**Objective:**
Arrange every line of the listing below as a JSON list of strings, one string per line, with blank lines left out.
════════════════
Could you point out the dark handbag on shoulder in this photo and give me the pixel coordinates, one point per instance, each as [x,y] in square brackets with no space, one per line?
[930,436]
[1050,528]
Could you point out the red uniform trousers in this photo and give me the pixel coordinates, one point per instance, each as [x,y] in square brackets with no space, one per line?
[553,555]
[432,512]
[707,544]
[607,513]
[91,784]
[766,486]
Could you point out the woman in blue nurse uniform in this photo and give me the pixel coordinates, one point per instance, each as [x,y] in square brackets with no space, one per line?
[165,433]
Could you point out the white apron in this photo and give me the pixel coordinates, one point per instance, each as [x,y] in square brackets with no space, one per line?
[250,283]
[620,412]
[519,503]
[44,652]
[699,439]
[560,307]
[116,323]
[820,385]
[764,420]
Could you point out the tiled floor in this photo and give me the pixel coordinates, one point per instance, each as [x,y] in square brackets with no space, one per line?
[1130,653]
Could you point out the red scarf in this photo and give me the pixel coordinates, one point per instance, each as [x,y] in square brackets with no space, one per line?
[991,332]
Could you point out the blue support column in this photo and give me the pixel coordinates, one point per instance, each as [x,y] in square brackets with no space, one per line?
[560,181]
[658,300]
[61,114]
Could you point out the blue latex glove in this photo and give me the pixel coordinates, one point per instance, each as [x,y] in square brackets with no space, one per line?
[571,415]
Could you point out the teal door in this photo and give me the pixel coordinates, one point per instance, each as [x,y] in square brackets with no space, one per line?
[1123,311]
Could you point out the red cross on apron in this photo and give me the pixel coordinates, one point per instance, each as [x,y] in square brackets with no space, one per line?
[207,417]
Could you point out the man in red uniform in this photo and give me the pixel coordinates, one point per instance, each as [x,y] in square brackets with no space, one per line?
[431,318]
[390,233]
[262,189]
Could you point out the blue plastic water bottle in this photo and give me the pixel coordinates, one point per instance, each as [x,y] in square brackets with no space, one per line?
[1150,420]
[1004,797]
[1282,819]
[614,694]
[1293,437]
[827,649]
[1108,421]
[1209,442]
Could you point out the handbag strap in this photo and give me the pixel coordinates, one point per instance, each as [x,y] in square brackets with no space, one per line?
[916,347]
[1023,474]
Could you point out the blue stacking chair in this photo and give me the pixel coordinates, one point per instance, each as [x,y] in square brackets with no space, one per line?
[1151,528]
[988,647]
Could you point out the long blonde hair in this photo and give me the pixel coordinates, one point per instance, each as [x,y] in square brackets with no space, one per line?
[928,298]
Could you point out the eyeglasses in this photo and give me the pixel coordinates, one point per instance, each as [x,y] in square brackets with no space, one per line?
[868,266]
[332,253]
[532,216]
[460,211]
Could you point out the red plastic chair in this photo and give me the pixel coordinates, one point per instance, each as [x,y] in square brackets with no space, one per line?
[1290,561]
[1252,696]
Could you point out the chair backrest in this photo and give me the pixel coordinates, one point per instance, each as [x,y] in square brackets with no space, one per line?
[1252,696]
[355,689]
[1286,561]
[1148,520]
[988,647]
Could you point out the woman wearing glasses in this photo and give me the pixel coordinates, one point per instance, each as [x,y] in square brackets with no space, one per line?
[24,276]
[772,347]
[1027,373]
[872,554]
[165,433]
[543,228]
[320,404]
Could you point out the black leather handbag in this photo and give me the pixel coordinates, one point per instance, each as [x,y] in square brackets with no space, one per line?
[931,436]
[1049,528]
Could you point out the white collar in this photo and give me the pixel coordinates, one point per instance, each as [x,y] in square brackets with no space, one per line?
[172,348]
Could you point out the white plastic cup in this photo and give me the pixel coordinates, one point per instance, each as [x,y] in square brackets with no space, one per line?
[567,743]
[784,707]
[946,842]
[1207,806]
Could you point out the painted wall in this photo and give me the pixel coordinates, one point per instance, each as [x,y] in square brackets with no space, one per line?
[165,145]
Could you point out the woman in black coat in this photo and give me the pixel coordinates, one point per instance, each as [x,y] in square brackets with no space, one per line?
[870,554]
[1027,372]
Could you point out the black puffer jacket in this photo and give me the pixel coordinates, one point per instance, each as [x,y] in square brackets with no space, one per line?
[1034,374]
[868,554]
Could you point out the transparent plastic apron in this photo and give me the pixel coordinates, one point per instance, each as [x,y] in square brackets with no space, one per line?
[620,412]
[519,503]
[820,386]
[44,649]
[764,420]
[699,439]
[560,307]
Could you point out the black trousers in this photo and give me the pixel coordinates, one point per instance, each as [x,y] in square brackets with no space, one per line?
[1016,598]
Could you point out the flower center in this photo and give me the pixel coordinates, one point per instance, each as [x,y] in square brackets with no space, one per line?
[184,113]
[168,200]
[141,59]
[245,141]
════════════════
**Solution to this problem:**
[
  "Could you point out the dark handbag on shoulder in this photo and give me the pixel coordinates, one point per instance, each as [x,y] in square brackets with no space, one per line?",
  "[930,436]",
  "[1050,528]",
  "Could you point out the red uniform trousers in this photo and give me the pixel coordinates, one point per instance, each as [x,y] in square brackets with no space, one per line?",
  "[553,555]",
  "[432,512]",
  "[707,544]",
  "[607,513]",
  "[91,784]",
  "[766,486]",
  "Could you point out the woman in blue nurse uniform in this photo and give me the pixel coordinates, one point per instance, each as [x,y] in square brackets with no space, one per line?",
  "[165,433]",
  "Could you point out the white apron in this photo and give me the pixel coordinates, one point per instance, each as [x,y] in square brackets with no space, one per line?",
  "[250,283]",
  "[620,412]",
  "[519,503]",
  "[44,652]",
  "[699,439]",
  "[560,307]",
  "[116,323]",
  "[820,385]",
  "[764,420]",
  "Could you point out the tiled floor in this photo and give me the pixel coordinates, one point per instance, each as [x,y] in square brackets with no space, one per line?",
  "[1130,653]",
  "Could you point out the red scarf in this photo and give me the pixel coordinates, one point per instance, each as [x,y] in square brackets with no space, one per line?",
  "[991,332]",
  "Could you point out the blue support column in this photo and give me the pixel coordinates, one point per instance, each as [x,y] in square brackets with no space, one per line?",
  "[560,181]",
  "[658,300]",
  "[61,114]",
  "Could you point out the blue latex glove in this photo and give me the pixel coordinates, one point per instance, each as [x,y] in square brackets with no space, one per line?",
  "[571,415]",
  "Could you point out the teal door in this photo and give me the pixel coordinates, one point per instance, each as [x,y] in square brackets with no space, one per line?",
  "[1123,311]",
  "Could you point out the red cross on apron in this photo and give me the pixel coordinates, one point per instance, each as [x,y] in square brackets with no space, one per line?",
  "[207,417]",
  "Could you point out the man in red uniform in this photo and give me the pixel coordinates, one point per instance, each as [x,y] in square brackets with no space, one per line?",
  "[431,318]",
  "[390,233]",
  "[262,189]",
  "Could you point out the blue plastic water bottle in this photo and give me the pixel coordinates, one point per instance, each as [x,y] in square brackets with no space, one per line?",
  "[1150,420]",
  "[1004,797]",
  "[1282,819]",
  "[614,694]",
  "[1293,437]",
  "[827,649]",
  "[1108,421]",
  "[1209,442]",
  "Could you point out the handbag strap in this photo and give me the pixel coordinates, one point per instance, each as [x,y] in square brackets with no space, one per line?",
  "[916,347]",
  "[1023,474]",
  "Could you point out the blue stacking chair in this photo and give me the pixel coordinates, one point per instance, each as [x,y] in square brackets with no space, one per line?",
  "[1151,528]",
  "[988,647]",
  "Could you point out the long blonde hair in this photo and give me the pixel coordinates, one point per instance, each as [x,y] in square brackets with no space, one per line?",
  "[928,298]",
  "Could you point out the eyeglasses in this photo and give me the pixel coordinates, one point per instance, each as [x,y] in square brackets with no space, one per line?",
  "[868,266]",
  "[332,253]",
  "[532,216]",
  "[460,211]",
  "Could you point out the red plastic chair in this photo and give me the pixel coordinates, one point per instance, each as [x,y] in square brackets with no space, one per line?",
  "[1290,561]",
  "[1252,696]",
  "Could you point out the chair backrest in this photo and give me the pixel coordinates, one point per instance, each as [x,y] in square brackets with no space, one per line?",
  "[1252,696]",
  "[355,689]",
  "[1286,561]",
  "[1148,520]",
  "[988,647]",
  "Could you point out the woman wearing glasses in this photo and give me the pixel coordinates, one point per instance, each as [x,y] in square brackets with no space, one per line?",
  "[24,276]",
  "[772,347]",
  "[1027,373]",
  "[872,554]",
  "[165,433]",
  "[543,228]",
  "[320,404]",
  "Could you point out the black leather handbag in this photo and give me the pixel coordinates, one point per instance, each as [x,y] in square brackets with no space, one per line?",
  "[931,436]",
  "[1049,528]",
  "Could you point out the white collar in this photo and give me the pixel coordinates, one point per instance, each as [x,y] in square brackets with no space, one per line?",
  "[172,348]",
  "Could you point out the white plastic cup in this photo and give me the pixel coordinates, one point per instance, each as [x,y] in square brackets with no space, one per line?",
  "[567,743]",
  "[784,707]",
  "[946,842]",
  "[1207,806]",
  "Could you point out the painted wall in this photo and give me the pixel coordinates, one point per instance, each as [x,y] in square brackets with no space, one per line?",
  "[165,145]",
  "Could you point out the woman in black coat in this photo and give me the pixel coordinates, one point per instance, each as [x,y] in square brackets with no space, one per line?",
  "[870,554]",
  "[1027,372]",
  "Could you point out the black puffer jacket in this photo and give me the pixel coordinates, one point per instance, each as [x,y] in square brackets with no space, one per line?",
  "[1034,374]",
  "[868,554]",
  "Could you point out the transparent plastic apron in this photo and give me the pixel coordinates, one point per instance, each as [x,y] in square brackets with no space, one per line?",
  "[620,412]",
  "[519,503]",
  "[820,386]",
  "[44,649]",
  "[764,420]",
  "[699,439]",
  "[560,307]",
  "Could you point out the black trousers in this photo and give me the pixel coordinates, one point per instance, each as [x,y] in square brackets with no space, one per line?",
  "[1016,598]",
  "Could you point out the flower center in this photo and give me the pixel coordinates, one point per instance, each as [x,y] in square brackets with no space, one per line?",
  "[184,113]",
  "[168,200]",
  "[141,59]",
  "[245,141]"
]